* **Reading passage**:
○ ○ ○ ○

A philosopher’s critique of RLHF

In the spring, I went to a talk with Brian Christian at Yale. He talked about his book, The Alignment Problem, and then there was an audience Q&A. There was a really remarkable question in that Q&A, which I have transcribed here. It came from the Yale philosophy professor L.A. Paul. I have since spoken to Professor Paul, and she has done some work on AI (and coauthored the paper “Effective Altruism and Transformative Experience”) but my general impression was that she hasn’t yet spent a huge amount of time thinking about AI safety. Partly because of this question, I invited her to speak at the CAIS Philosophy Fellowship, which she will be doing in the spring.

The transcript below really doesn’t do her question justice, so I’d recommend watching the recording, starting at 55 minutes.

During the talk, Brian Christian described reinforcement learning from human feedback (RLHF), specifically the original paper, where a model was trained with a reward signal generated by having humans rate which of two videos of a simulated robot was closer to a backflip. Paul’s question is about this (punctuation added, obviously):

L.A. Paul: So, I found it very interesting, but I’m just not fully understanding the optimistic note you ended on...so, in that example, what was key was that the humans that did the “better” thing, knew what a backflip was. It was something they recognized. It was something they recognized so they could make a judgment. But the real issue for us is recognizing, or for machines is recognizing, entirely new kinds of events, like a pandemic, or a president that doesn’t follow the rule of law, or something interesting called the internet, you know there’s radically new technological advances. And when something like that happens, those rough judgments of “this is better than that”… In other words, those new things: first, we’re terrible at describing them before they come and predicting them. (Although, humans are very good at a kind of one shot learning, so they can make judgments quite quickly. Machines are not like that).

○ ○ ○ ○

* **Available data**:
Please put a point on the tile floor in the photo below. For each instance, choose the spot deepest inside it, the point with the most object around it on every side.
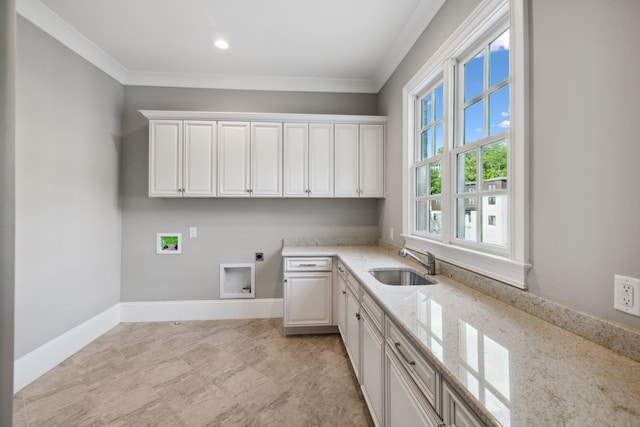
(198, 373)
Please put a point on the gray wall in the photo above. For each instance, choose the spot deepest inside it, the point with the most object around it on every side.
(584, 145)
(229, 230)
(7, 220)
(68, 122)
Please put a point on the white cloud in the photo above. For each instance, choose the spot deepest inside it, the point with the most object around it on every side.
(501, 43)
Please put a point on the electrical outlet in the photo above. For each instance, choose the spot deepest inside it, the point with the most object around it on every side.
(627, 295)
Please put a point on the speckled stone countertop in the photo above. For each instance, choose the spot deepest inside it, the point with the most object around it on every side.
(512, 369)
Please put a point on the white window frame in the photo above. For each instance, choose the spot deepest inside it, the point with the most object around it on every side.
(511, 266)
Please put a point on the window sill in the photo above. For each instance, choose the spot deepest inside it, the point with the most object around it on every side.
(503, 269)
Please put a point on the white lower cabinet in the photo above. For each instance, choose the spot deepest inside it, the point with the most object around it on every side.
(352, 323)
(455, 411)
(307, 293)
(373, 368)
(405, 405)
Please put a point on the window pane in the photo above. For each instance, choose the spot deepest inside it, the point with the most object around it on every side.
(439, 107)
(499, 111)
(499, 59)
(466, 215)
(435, 217)
(426, 144)
(438, 140)
(421, 216)
(494, 220)
(474, 77)
(421, 181)
(494, 166)
(435, 180)
(474, 122)
(427, 110)
(467, 172)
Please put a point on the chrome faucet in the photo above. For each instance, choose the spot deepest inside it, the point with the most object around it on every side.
(430, 265)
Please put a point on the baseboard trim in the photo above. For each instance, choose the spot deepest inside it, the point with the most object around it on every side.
(36, 363)
(158, 311)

○ ○ ○ ○

* **Problems to work on**:
**A.** According to the passage on a philosopher's critique of RLHF, what did humans rate in the original RLHF paper to generate the reward signal?
**B.** Carry on the passage on a philosopher's critique of RLHF from the point where it ends.

* **Responses per task**:
**A.** They rated which of two videos of a simulated robot was closer to a backflip.

**B.**
L.A. Paul: Moreover, these better-than judgments that the machine might be relying on could I think quite straightforwardly be invalidated, because everything changes, or deep things change, in all kinds of unexpected ways. That just seems to be...that’s the real problem. It’s not… using machines for things that we already have control over. No, it’s about trust with entirely new categories of events. So, I was just sort of deeply unclear on… I mean that seems like a nice thing...but that’s not, for me, the real alignment problem.

Brian Christian: [Agrees, and then talks about calibrated uncertainty in models.]

L.A. Paul: Sorry, there’s a difference between uncertainty, where you’re not sure if it’s A, B, or C, and unknown, OK, which is a different kind of uncertainty in probabilistic literature. And then you haven’t got, oh is it A, is it B, is it C? It’s some other kind of thing that you can’t classify and that’s the problem I’m trying to target.

I’m not claiming that these are original ideas or that they represent all possible critiques of RLHF. Rather:

  • I think that the phrasing is especially crisp (for speaking, I’m sure she could write it even more crisply).

  • I think it’s interesting that somebody who is very intelligent and accomplished in philosophy but is not (I think) steeped in the alignment literature could seemingly easily carve this problem at its joints.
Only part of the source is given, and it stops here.